- RECORDS FOR THIS TASK:
━━━━━━━━━━━━━━━━━━━━━━━━━━━━━━

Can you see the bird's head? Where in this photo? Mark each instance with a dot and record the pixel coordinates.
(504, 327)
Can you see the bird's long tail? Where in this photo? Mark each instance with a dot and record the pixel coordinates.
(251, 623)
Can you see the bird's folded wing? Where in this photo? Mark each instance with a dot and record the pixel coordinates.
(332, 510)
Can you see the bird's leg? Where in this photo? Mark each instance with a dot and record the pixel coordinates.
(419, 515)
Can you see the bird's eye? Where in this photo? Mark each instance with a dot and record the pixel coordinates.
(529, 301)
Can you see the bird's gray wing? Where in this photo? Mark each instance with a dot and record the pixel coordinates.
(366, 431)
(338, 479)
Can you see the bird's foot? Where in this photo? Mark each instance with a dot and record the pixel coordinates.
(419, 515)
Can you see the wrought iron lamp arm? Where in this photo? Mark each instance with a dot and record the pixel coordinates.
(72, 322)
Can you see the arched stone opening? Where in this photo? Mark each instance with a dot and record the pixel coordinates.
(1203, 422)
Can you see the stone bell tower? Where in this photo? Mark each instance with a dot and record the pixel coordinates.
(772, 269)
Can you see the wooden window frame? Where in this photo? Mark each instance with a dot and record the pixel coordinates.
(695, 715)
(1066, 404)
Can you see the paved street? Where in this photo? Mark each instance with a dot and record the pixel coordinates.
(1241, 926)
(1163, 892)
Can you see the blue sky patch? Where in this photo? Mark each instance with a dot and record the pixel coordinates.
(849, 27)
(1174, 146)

━━━━━━━━━━━━━━━━━━━━━━━━━━━━━━

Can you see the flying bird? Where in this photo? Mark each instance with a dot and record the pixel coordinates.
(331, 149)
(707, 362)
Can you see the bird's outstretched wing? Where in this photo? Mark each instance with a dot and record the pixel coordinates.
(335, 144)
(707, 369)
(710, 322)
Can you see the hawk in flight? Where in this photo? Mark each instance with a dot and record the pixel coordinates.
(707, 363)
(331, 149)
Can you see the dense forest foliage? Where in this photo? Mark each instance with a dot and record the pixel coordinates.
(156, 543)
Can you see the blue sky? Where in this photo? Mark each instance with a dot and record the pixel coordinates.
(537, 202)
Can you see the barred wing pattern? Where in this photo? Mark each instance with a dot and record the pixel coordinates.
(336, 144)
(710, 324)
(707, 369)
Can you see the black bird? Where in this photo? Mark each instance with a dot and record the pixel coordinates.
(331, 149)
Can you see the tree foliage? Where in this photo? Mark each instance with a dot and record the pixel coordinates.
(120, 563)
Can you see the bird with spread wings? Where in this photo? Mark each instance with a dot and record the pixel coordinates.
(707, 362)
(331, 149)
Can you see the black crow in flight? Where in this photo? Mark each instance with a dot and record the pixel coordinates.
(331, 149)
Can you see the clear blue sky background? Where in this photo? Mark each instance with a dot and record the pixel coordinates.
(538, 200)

━━━━━━━━━━━━━━━━━━━━━━━━━━━━━━

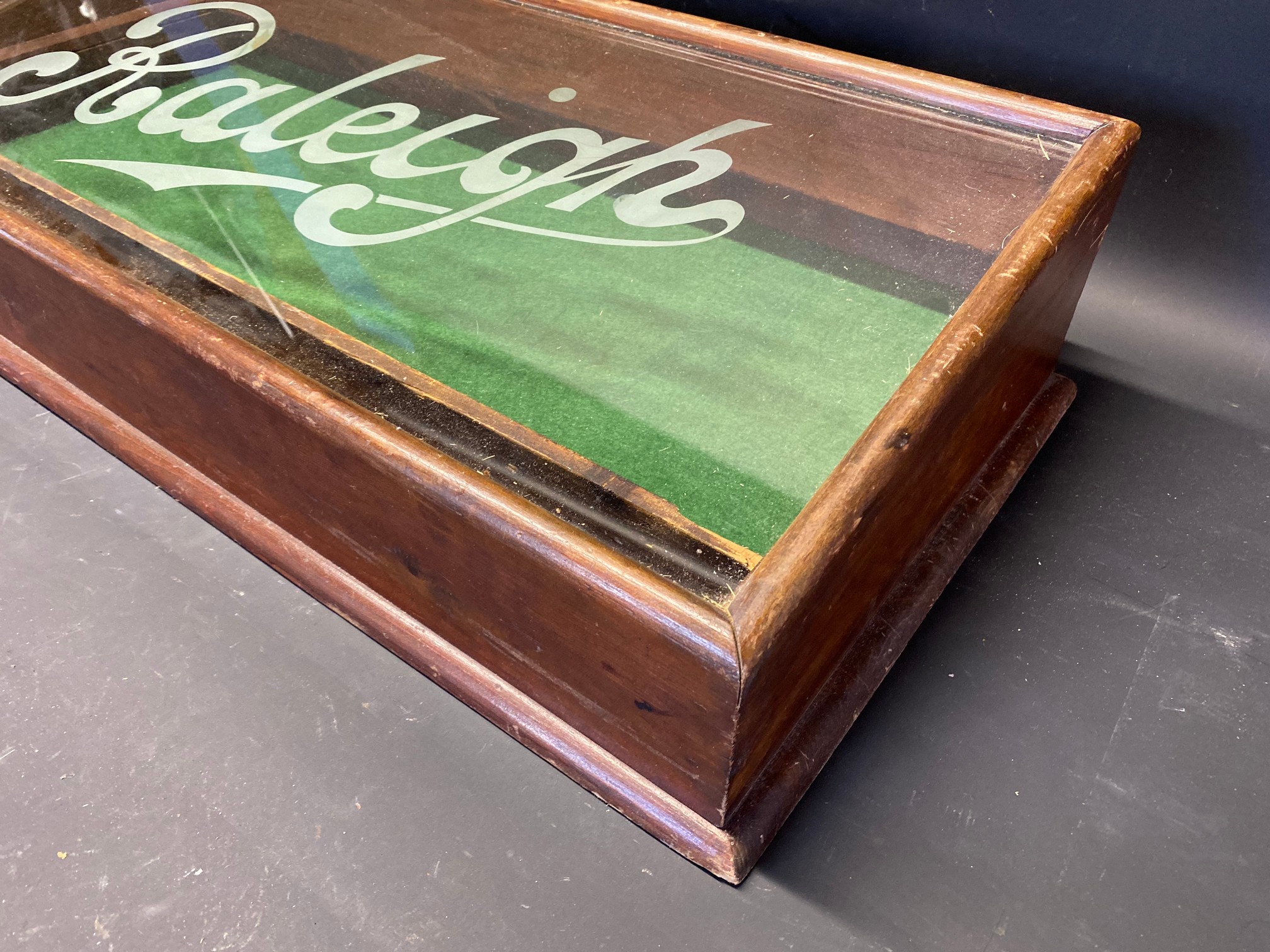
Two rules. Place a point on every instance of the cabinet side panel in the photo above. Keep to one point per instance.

━━━━━━━━━━━━━━━━━━━━━━━━━━━━━━

Starting at the line that contains "Can you see the wrought" and stopping after the line that contains "(1174, 146)", reproduce that part of the listing with "brick" substituted for every "stone", leaving everything else unchanged.

- WRITTEN RESPONSE:
Can you see the wrought iron lamp arm? Where in this photo? Mark each instance with a dot and record the pixel coordinates.
(72, 322)
Can you see the arched brick opening? Where in this photo? Mark each instance with a dot and record the pixel coordinates.
(1203, 422)
Can you see the brick bell tower? Where in this photo? Mark each instance with a dot and record the pixel coordinates.
(772, 269)
Can you see the wooden window frame? Where in this photo? Mark each instance with a dot and record the pixel coordinates.
(695, 715)
(1066, 404)
Can you see the paved street? Where in this photo? Mark each instance with a dot and record the pixel coordinates.
(1241, 926)
(1163, 892)
Can you see the blue sky patch? Where in this photo? Mark each instance with a dot and record the pixel coordinates.
(849, 27)
(1174, 146)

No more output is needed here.